• _Document passage_:
Ten volunteers in the National Civilian Community Corps have camped in Oxbow Park and worked at various parks in Olmsted County for most of the month of May.

The group arrived May 6 and will work on different projects until they leave May 31, explained the group’s media representative, Daniel Coman.

The group is headquartered in Iowa. The team leader is Ramon Hilliard, who is from Maryland.

The group has planted trees, cleaned out exhibits at Zollman Zoo, worked on a 30-acre controlled burn at Chester Woods and done work to help control invasive species.

“We cleared out buckthorn just yesterday,” Coman mused.

The volunteers are from all across the United States. Coman, Hannah Stephens and Brittany Sykes are all from North Carolina. Luke Robbins is from Louisiana, Travis Simmons is from Oklahoma, Matthew Owens and Ashlyn Lutz are from Florida and Yasith Yansanayake is from Phoenix.

To volunteer in this particular part of AmeriCorps, volunteers must be between age 18 and 24.

They are provided with room and board and travel expenses during the months they are deployed across the nation.

“It’s a great way to spend a gap year,” said Coman.

More and more college-age students are taking a gap year from their studies and a ‘service’ year looks good on your resume, he said. There are four women and six men in the group.

“You get to travel, meet lots of people, do different things. It’s really great,” he said.

The volunteers sign up for 11 months. Between projects, or “spikes,” the group returns to one of four main campuses for the National Civilian Community Corps. One of those is in Iowa, and that campus is where this group came from. A spike is a project that takes place at least 50 miles away from campus.

Coman said the group has three physical activity sessions per week to help them stay in shape because most of the volunteer work they do involves physical labor.

“Everyone is encouraged to do their best when we’re working on these tasks, but not to over exert themselves,’ he emphasized.

The volunteers buy groceries and cook for themselves at the campsite.

“We have vegans, vegetarians and people with food allergies, so it’s pretty much cook for yourself,” Coman explained.

They do receive a small stipend.

Oxbow Park Manager Lonnie Hebl said the volunteers were very welcome.

“Oxbow wouldn’t be the park it is without our volunteer base, whether we get that through a grant program like this or our regular group of volunteers. When we add up the volunteer hours at the end of the year, it’s the equivalent of six full-time employees,” he said.

Carlin Zeigler, Olmsted County parks superintendent, wrote the grant request for the volunteers, said Hebl.

He said this group of Americorps volunteers will be headed to Michigan next.

• _Job 1_: Tally the lines of the records that contain the string "clicks", with case counting. Give only the number.

(Stored items)
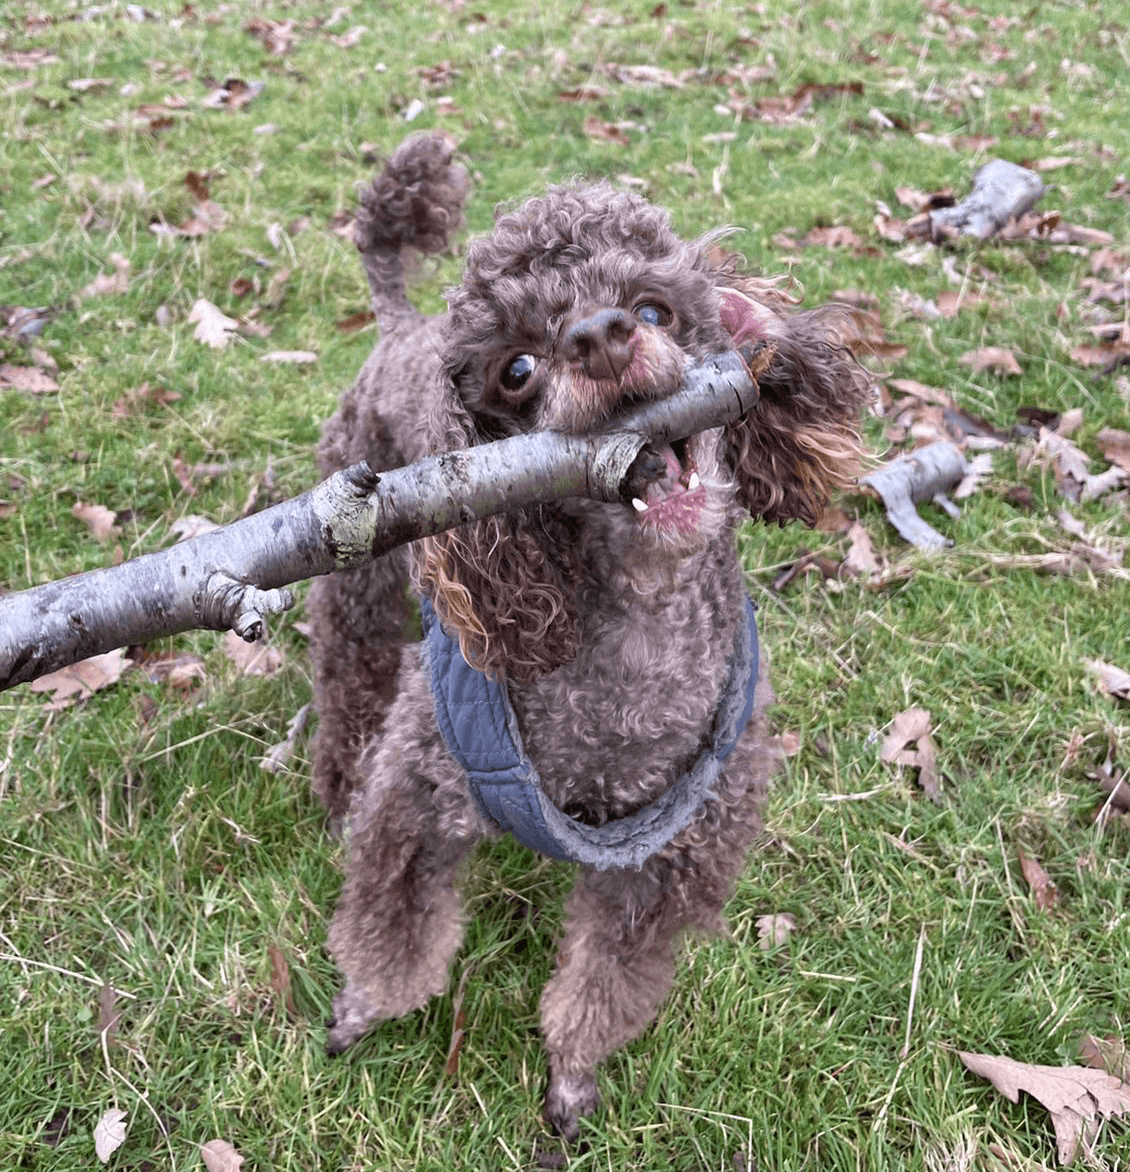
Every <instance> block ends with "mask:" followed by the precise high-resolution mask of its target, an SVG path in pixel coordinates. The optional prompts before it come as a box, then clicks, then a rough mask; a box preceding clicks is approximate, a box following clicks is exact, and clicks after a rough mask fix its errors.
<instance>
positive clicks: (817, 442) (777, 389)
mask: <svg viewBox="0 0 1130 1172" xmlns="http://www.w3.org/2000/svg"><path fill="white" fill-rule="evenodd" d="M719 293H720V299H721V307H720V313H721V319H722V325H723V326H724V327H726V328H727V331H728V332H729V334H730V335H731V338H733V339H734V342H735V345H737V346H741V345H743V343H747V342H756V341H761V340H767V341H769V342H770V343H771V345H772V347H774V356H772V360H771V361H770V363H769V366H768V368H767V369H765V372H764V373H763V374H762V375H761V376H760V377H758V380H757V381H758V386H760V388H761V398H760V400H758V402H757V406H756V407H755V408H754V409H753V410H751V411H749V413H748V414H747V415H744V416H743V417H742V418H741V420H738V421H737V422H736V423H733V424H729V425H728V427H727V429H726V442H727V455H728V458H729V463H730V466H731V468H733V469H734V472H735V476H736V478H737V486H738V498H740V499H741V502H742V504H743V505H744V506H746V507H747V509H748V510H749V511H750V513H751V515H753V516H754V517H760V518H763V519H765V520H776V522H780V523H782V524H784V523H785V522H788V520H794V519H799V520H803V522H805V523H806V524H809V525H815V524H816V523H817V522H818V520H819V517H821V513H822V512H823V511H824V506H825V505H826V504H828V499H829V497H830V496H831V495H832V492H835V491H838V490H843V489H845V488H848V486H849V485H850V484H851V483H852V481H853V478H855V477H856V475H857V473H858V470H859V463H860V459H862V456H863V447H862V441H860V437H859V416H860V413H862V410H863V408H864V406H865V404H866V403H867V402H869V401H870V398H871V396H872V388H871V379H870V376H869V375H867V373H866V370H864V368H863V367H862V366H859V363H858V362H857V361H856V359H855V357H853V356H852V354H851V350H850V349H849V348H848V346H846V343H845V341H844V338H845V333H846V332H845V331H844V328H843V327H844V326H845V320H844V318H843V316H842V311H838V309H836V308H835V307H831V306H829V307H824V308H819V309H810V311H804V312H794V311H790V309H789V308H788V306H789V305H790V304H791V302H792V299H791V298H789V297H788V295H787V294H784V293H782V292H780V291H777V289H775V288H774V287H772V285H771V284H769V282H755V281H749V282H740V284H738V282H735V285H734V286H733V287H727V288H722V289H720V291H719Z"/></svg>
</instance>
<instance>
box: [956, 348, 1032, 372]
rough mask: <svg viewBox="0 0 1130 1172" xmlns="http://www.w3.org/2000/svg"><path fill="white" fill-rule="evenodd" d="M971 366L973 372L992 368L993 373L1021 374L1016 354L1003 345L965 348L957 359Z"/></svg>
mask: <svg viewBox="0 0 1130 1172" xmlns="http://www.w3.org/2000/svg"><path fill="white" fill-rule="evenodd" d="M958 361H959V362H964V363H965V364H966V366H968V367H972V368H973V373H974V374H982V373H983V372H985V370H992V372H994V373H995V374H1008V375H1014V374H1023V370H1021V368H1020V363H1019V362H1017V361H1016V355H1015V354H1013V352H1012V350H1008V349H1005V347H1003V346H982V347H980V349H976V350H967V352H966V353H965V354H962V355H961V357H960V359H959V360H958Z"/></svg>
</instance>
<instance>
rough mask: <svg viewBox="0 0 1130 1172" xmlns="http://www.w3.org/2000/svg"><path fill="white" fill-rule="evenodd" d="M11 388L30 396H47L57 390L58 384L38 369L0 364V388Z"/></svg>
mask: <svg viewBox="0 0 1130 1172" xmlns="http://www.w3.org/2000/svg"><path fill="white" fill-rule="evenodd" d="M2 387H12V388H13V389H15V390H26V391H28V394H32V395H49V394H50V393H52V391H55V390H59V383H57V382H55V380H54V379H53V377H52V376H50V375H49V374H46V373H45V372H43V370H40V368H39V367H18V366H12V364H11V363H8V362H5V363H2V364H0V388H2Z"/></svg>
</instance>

• _Job 2_: Using the volunteer corps article, answer yes or no for each statement and quote the exact words from the article that decide it: (a) The group arrived on May 6. (b) The group has five women and five men. (c) Volunteers sign up for 11 months.

• _Worked solution 1_: 2

• _Worked solution 2_:
(a) Yes: "The group arrived May 6"
(b) No: "There are four women and six men in the group."
(c) Yes: "The volunteers sign up for 11 months."